= Problem =
Reproduce the lines word for word from the very first one through the line containing "(1084, 448)", with both ends included.

= Records supplied =
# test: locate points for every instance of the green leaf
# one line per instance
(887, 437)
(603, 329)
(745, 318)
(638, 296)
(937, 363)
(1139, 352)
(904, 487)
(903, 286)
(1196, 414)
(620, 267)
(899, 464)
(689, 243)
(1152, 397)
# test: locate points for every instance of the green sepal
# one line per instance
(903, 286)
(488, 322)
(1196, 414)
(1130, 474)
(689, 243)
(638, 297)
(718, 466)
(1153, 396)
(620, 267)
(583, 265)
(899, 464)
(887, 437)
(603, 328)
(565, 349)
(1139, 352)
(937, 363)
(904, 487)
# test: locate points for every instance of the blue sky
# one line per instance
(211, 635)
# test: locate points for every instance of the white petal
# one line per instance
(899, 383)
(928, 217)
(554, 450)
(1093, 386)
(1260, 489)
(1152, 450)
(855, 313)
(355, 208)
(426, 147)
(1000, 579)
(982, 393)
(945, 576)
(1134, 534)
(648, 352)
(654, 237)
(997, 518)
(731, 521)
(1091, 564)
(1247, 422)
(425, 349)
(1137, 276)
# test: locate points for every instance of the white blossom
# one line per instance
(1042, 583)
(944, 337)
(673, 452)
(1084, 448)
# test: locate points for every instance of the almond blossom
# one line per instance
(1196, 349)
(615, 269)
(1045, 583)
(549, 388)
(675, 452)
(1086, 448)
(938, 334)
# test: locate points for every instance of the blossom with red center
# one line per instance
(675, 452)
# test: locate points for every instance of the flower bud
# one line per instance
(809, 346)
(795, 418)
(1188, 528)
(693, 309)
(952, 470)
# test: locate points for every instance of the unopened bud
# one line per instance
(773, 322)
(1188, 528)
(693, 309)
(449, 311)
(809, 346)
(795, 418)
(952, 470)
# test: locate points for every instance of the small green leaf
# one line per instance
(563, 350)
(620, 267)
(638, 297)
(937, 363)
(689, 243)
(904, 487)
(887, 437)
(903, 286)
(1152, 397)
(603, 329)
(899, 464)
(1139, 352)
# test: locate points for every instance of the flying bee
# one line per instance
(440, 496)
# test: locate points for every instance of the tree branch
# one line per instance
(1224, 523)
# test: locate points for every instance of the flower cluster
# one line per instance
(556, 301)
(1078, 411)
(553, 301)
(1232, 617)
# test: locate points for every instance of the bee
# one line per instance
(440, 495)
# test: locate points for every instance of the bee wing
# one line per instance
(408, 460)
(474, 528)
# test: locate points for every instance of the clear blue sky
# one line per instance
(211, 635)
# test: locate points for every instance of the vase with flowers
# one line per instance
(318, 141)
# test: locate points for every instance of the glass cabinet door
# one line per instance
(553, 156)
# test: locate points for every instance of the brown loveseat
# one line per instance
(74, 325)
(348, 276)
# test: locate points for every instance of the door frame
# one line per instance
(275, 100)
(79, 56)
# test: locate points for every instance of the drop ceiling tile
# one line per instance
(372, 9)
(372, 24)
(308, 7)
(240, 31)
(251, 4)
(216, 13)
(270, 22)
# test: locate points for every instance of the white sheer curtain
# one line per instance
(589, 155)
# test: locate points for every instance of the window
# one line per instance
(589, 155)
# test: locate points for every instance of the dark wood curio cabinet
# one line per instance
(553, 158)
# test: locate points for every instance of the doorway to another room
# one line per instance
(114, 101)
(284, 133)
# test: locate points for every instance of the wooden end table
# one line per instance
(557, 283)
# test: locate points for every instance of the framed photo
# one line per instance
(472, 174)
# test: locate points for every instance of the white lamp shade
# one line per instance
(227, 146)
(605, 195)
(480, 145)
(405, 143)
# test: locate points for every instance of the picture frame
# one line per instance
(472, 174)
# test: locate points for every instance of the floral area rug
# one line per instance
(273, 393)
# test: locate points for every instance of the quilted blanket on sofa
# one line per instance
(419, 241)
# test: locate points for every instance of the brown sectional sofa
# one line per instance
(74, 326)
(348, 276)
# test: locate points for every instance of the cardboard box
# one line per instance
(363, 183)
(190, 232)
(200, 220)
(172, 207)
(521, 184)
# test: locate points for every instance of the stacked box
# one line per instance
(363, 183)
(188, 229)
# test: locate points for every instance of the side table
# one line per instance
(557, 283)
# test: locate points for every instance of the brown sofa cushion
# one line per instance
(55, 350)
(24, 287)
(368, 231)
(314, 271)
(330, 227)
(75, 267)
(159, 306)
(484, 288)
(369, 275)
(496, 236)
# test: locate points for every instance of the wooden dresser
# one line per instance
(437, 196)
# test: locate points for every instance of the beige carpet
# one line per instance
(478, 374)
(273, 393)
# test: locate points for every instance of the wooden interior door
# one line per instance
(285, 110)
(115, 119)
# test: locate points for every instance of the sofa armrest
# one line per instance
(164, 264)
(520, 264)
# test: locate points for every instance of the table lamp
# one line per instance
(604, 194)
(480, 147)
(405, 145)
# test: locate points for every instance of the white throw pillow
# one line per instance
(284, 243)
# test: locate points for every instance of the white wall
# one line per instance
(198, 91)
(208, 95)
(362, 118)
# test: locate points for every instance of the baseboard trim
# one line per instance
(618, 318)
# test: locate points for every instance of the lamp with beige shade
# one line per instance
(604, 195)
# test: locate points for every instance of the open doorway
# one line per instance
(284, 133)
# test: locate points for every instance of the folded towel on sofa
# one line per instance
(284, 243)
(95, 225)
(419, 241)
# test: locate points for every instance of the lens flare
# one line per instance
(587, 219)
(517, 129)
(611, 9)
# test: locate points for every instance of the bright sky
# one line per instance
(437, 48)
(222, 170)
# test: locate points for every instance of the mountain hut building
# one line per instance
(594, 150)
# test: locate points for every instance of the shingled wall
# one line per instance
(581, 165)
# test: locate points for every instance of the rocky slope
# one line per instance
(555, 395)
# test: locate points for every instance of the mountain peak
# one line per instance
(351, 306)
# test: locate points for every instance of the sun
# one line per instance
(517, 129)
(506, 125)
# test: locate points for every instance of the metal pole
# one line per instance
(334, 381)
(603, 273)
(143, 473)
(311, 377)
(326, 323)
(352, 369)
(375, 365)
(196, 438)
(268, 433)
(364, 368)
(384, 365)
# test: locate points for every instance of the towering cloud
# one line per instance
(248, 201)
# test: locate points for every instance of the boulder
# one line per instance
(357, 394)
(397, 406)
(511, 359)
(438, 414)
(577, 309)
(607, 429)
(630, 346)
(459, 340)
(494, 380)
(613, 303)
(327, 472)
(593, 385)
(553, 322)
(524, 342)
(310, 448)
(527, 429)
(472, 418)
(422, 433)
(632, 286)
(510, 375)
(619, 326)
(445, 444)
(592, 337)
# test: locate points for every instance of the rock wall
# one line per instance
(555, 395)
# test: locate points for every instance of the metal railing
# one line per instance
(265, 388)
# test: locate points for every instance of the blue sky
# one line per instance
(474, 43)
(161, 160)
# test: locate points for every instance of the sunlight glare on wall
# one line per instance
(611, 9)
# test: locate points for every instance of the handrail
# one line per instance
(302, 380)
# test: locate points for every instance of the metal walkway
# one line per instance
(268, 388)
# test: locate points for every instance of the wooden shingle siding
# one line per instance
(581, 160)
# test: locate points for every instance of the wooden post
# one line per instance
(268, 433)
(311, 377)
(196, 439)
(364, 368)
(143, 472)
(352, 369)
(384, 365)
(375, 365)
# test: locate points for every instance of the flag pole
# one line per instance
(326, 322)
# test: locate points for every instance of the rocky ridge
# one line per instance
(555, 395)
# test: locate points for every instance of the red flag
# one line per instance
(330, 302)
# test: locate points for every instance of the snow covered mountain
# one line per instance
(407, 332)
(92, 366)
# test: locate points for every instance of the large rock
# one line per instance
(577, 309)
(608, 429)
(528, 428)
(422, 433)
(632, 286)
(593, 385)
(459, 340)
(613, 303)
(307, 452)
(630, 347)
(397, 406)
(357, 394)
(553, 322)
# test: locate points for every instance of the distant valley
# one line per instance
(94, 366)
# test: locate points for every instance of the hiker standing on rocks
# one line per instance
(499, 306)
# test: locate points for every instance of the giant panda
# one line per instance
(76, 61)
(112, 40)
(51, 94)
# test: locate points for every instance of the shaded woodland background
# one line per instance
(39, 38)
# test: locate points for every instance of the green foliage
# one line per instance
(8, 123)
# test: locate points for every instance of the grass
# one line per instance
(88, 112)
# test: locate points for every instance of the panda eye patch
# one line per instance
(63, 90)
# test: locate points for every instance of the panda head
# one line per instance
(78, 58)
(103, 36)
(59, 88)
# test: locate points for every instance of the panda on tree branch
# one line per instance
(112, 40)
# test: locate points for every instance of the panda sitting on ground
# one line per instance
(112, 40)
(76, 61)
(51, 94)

= Exercise result =
# test: locate points for every instance of the green leaf
# one line per instance
(887, 437)
(603, 329)
(745, 318)
(638, 296)
(937, 363)
(1139, 352)
(904, 487)
(903, 286)
(1196, 414)
(620, 267)
(899, 464)
(689, 243)
(1152, 397)
# test: locate points for every instance of the green sepal
# one line per instance
(903, 286)
(488, 322)
(1196, 414)
(1130, 474)
(689, 243)
(638, 297)
(718, 466)
(1153, 396)
(620, 267)
(583, 265)
(899, 464)
(887, 437)
(603, 328)
(565, 349)
(1139, 352)
(937, 363)
(904, 487)
# test: locate points for every instance of the blue sky
# one line per instance
(211, 635)
# test: locate points for every instance of the white petal
# one line per instance
(899, 383)
(928, 217)
(554, 450)
(1093, 386)
(1260, 489)
(1152, 450)
(855, 313)
(355, 208)
(426, 147)
(1000, 579)
(982, 393)
(945, 576)
(1134, 534)
(648, 352)
(654, 237)
(997, 518)
(731, 521)
(1091, 564)
(1247, 422)
(425, 349)
(1137, 276)
# test: locate points for every instance of the white blossom
# one line per instance
(1042, 583)
(944, 337)
(673, 452)
(1084, 448)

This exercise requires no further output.